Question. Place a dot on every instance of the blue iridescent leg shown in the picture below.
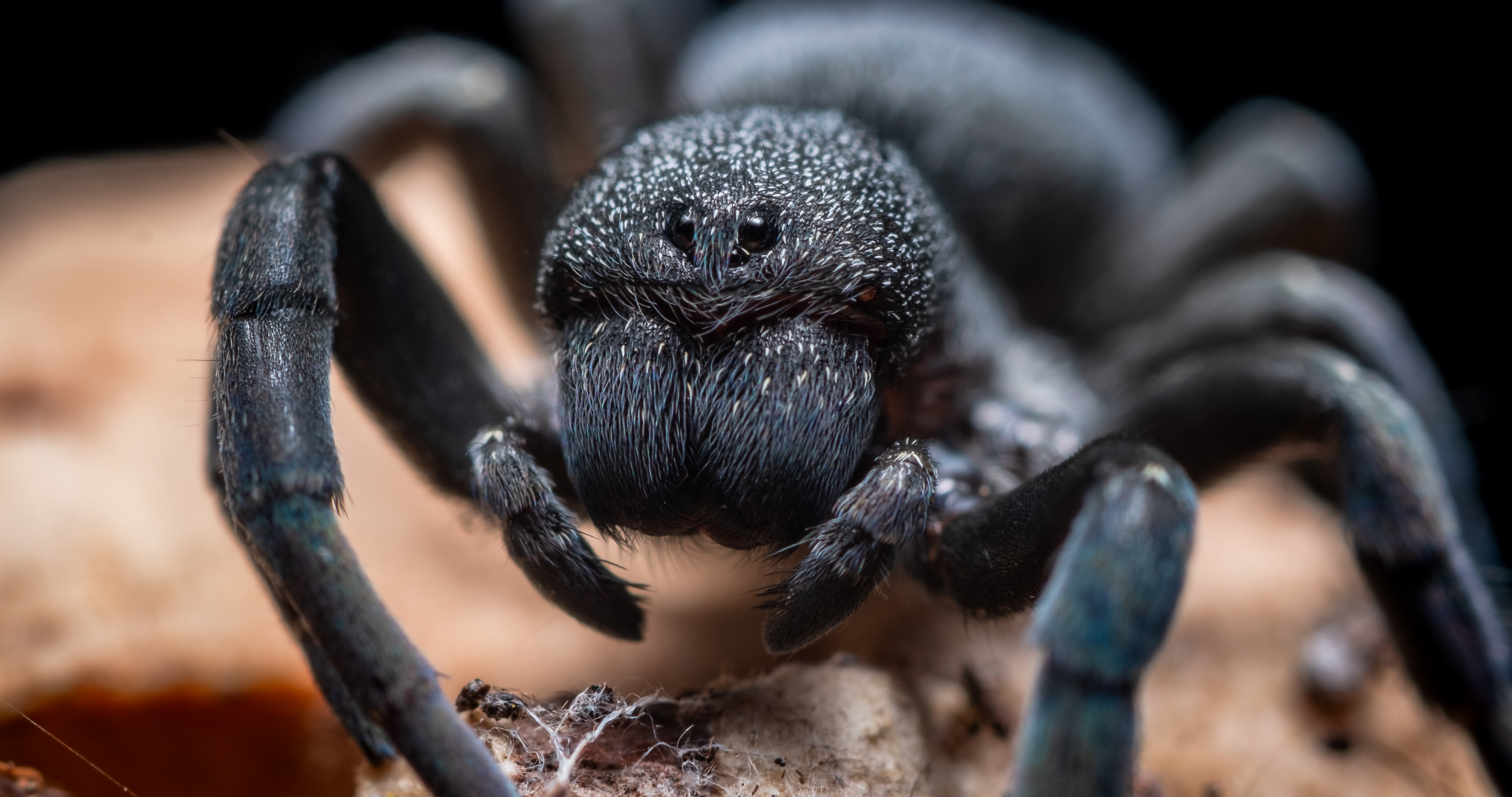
(1215, 410)
(1121, 513)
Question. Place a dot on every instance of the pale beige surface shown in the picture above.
(116, 569)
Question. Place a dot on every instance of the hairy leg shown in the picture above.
(310, 265)
(855, 551)
(1268, 176)
(465, 94)
(1121, 516)
(1215, 410)
(1281, 296)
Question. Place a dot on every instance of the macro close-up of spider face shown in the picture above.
(873, 291)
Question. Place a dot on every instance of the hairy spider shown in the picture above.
(877, 283)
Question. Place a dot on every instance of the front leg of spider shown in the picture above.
(1121, 516)
(310, 265)
(855, 551)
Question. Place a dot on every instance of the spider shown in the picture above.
(911, 286)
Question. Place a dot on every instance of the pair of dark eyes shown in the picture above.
(755, 235)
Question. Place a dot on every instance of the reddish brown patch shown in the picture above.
(188, 742)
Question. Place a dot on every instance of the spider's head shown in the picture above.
(729, 289)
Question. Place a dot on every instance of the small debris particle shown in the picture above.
(502, 705)
(472, 695)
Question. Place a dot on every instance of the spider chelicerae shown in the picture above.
(918, 288)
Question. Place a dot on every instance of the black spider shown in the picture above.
(873, 286)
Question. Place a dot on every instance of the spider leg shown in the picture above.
(604, 64)
(1126, 513)
(1268, 176)
(855, 551)
(368, 736)
(1213, 410)
(310, 265)
(469, 96)
(1292, 296)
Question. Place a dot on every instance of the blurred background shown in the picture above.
(1411, 85)
(132, 627)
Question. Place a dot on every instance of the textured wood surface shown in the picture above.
(120, 589)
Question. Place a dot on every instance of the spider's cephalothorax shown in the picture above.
(769, 332)
(729, 291)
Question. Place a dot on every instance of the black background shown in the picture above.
(1413, 87)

[Problem statement] Reproduce every item above verbatim, leaving out the picture.

[Output]
Question. Place a dot on every instance of the blue iridescent leg shown in the picture below.
(1215, 410)
(1121, 513)
Question. Place a dot on every instance of the pale beige surface shown in the picture above.
(116, 569)
Question. Place a dot on every instance of the hairy leg shown in the picture above.
(310, 265)
(855, 551)
(1268, 176)
(465, 94)
(1121, 516)
(1215, 410)
(1281, 296)
Question. Place a dot on every instance of the macro close-up of spider face shown in the picture above.
(873, 291)
Question. Place a dot on every instance of the hairy spider shown in the picture above.
(877, 283)
Question. Place a dot on every instance of the front leg of spider shown in the picture above.
(1121, 516)
(310, 265)
(855, 551)
Question. Place a dot on every instance of the spider shown in the picture above.
(911, 286)
Question. Place a dot on every instance of the pair of dark eyes shown in the picture above.
(755, 235)
Question. Place a dot on every instance of the reddish brown patch shown in the picture above.
(188, 742)
Question. Place a dot on every instance of the spider's head shown in the picture above.
(729, 289)
Question. Place a dot on every instance of the small debris particle shown in the picture above.
(502, 705)
(472, 695)
Question. Place a dot on every instance of the spider chelicerae shown in the picture above.
(918, 288)
Question. Place a dot on every instance of the black spider shown in the picture above.
(873, 286)
Question. Place a dot on every instance of the spider leg shown in the picture above.
(604, 64)
(1126, 513)
(1268, 176)
(855, 551)
(368, 736)
(1213, 410)
(310, 265)
(469, 96)
(1292, 296)
Question. Place a dot on every instance of the blurred background shown in the picture above.
(1411, 85)
(132, 627)
Question. Place a dot on every instance of the textured wood surface shown in the picture above.
(120, 589)
Question. Place a dot on every instance of the spider's cephalothorax shown in the picture above.
(769, 332)
(729, 291)
Question. Place a dot on every instance of the black background shown in the picture above.
(1413, 87)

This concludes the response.